**WHAT YOU WILL DO**
- A) Translate this sentence from the blog excerpt into Spanish: "Green Week arrived about two weeks early this year, as have the azaleas and pretty much everything else."
- B) Rewrite the rows further down, substituting "tall sandstone bluff" for every occurrence of "distant rocky cliff" and keeping everything else the same. Leave the pictures out.

**SELECTED EXCERPT**
--------------------------------

The major pollens present Monday were oak, pine, mulberry, sycamore, sweet gum and birch.
Green Week arrived about two weeks early this year, as have the azaleas and pretty much everything else. They usually happen in tandem over Spring Break—the first week of April. It's a safe bet they're icing down the roots of the azaleas at Augusta National to hold back the blooms for Masters time.

You can tell which cars in ATL are garaged and which aren't. Here's the roof my car (a VW), for example. It's black. The first pic was taken after leaving it outside a couple days. The second after washing, an hour later in the same spot. That greenish/yellowish fine particulate matter is what gives the week its name. And if you look closely, you can see that it's already starting to come back after an hour. It's pernicious.

Here's another pic of the hood from another angle:

Other things to do in ATL besides breathing that shit in and complaining about the weather: catch an early morning fish (pic) at the Atlanta Fish Market (Yum!, btw):

or spend a pleasantly warm weekend at Wesdom's Ultimate Frisbee/Disc tourney!

19 March 2012

I think that I shall never see...

Igor Stravinsky (1882-1971) is reputed to have said that "Mediocre composers borrow, great composers steal." T.S. Eliot (1888-1965) either originated or borrowed or stole the line and reputedly changed it to say: "Mediocre writers borrow, great writers steal." Then that great pasticheur Pablo Picasso (1881-1973) claimed: "Good artists copy; great artists steal." Whoever: it's a great line. Probably a defining characteristic of Modernism.

Here is Ombra mai fu as originally set by Cavalli (1602-1676), borrowed by Bononcini (1670-1747), and ultimately stolen by Handel (1685-1759): a clearer example.




Tender and beautiful fronds
of my beloved plane tree,
let Fate smile upon you.
May thunder, lightning, and storms
never bother your dear peace,
nor may you by blowing winds be profaned.

A shade there never was,
of any plant,
dearer and more lovely,
or more sweet.

And here you thought musicians' sampling was a copyright issue.

15 March 2012

Persuasion Nation

WoW favorite, George Lakoff, has a new piece about the current state of the 2012 election campaign: "Why the GOP Campaign for the Presidency Is About Guaranteeing a Radical Conservative Future for America."

According to Lakoff, much of the Liberal community (media, blog, print, commentariat, punditocracy, pols, etc.) is on about how Santorum is a whack job, his policies irrational, anti-woman, etc. About how the State legislatures are engaged in a rear guard action against the inroads made in civil, feminist, and gay rights over the last couple decades. And about how gasbags like Rush Limbaugh are engaged in a 'war on women' and should be banned from the airways. All true enough.

The way this is conveyed, though, is by repeating their outrageous statements and 'gaffes', often in tones of outrage and incredulity, then refuting them in piecemeal fashion. This, Lakoff, argues merely 'catapults the propaganda' (to borrow George W. Bush's immortal phrase): it repeats and even boldfaces the Conservative point then goes small print point by point to refute it. It has the effect of reinforcing the underlying Conservative moral values without asserting any counterbalancing Liberal/Progressive morality.

Moral values, he asserts, are more powerful in the public discourse than political or policy points. They are loaded. They carry emotional heft. Intellectual arguments, logic, do not move people politically. Appeals to the emotions do.

--------------------------------

**RECORDS TO USE**
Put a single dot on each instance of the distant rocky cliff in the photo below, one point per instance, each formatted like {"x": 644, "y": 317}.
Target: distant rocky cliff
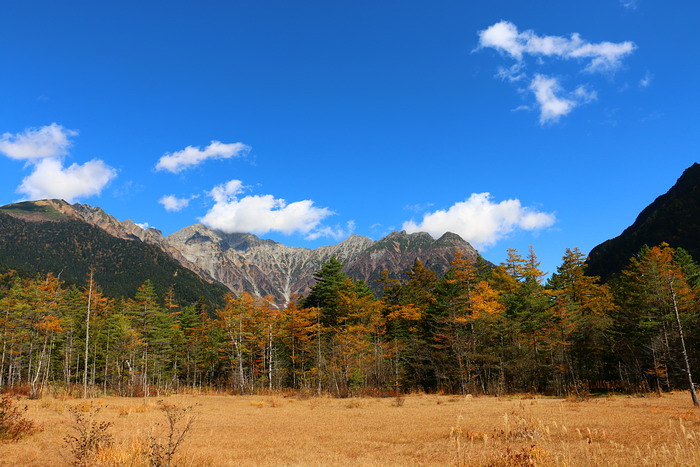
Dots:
{"x": 673, "y": 217}
{"x": 246, "y": 263}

--------------------------------

**OUTPUTS FOR THE TASKS**
- A) La Semana Verde llegó unas dos semanas antes este año, al igual que las azaleas y prácticamente todo lo demás.

- B)
Put a single dot on each instance of the tall sandstone bluff in the photo below, one point per instance, each formatted like {"x": 644, "y": 317}.
Target: tall sandstone bluff
Dots:
{"x": 673, "y": 217}
{"x": 246, "y": 263}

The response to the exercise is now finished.